## Problems
1. Answer these questions from the Powers of Darkness page, each answer on its own line and marked like its question.
(a) In what year was the early manuscript translated into Icelandic?
(b) About how many words long is Dracula?
(c) What word does the speaker say should have been used instead of "piousness"?
2. Duplicate the part of the Powers of Darkness page starting with "Powers of Darkness: The" and going on through "of the original?".
3. List every book title named on the Powers of Darkness page.

## Page
####

Powers of Darkness: The Lost Version of Dracula – Episode 18

Powers of Darkness is the recently rediscovered early draft of Dracula. Somehow, this early manuscript found its way into the hands of an Icelandic translator and was translated into Icelandic in 1900. For over a hundred years the Icelanders have been reading this book as Dracula, despite there being major, significant differences between the English version and the translated version. With a translation back into English, and a scholarly edition of Powers of Darkness now on the shelves, it is open to speculation as to the origin of these changes. Is this really an early draft, or just an embellishment of the original?

Ross’ Notes

  • Buy Powers of Darkness by clicking on the cover below. It’s brilliant! The publisher has done an awesome job with added material, footnotes, and design. 10/10. Can’t recommend it enough:
  • Dracula is actually a little over 161,000 words. Writers and editors always talk in word count when discussing book lengths. You develop a sense for it after a while.
  • Read Dracula for free on your eReader by downloading it at Project Gutenberg.
  • I just said “piousness”. Should have said “piety”.
  • An excellent sourcebook for early vampires in literature is A Clutch of Vampires, by academic Raymond McNally. It gathers very early sources of Vampire myths, reprints Sheridan Le Fanu’s Carmilla in its entirety, and compiles newspaper clippings of real life vampires.

####

## Data lines
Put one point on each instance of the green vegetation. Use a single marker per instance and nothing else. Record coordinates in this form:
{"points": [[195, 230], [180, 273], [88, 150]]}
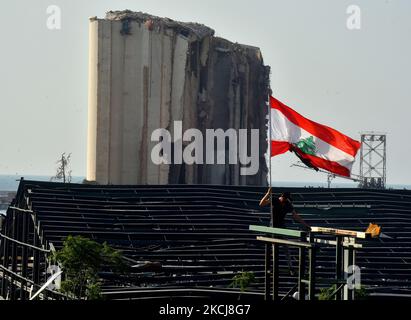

####

## Answers
1.
(a) 1900
(b) A little over 161,000 words
(c) Piety

2.
Powers of Darkness: The Lost Version of Dracula – Episode 18

Powers of Darkness is the recently rediscovered early draft of Dracula. Somehow, this early manuscript found its way into the hands of an Icelandic translator and was translated into Icelandic in 1900. For over a hundred years the Icelanders have been reading this book as Dracula, despite there being major, significant differences between the English version and the translated version. With a translation back into English, and a scholarly edition of Powers of Darkness now on the shelves, it is open to speculation as to the origin of these changes. Is this really an early draft, or just an embellishment of the original?

3.
Powers of Darkness
Dracula
A Clutch of Vampires
Carmilla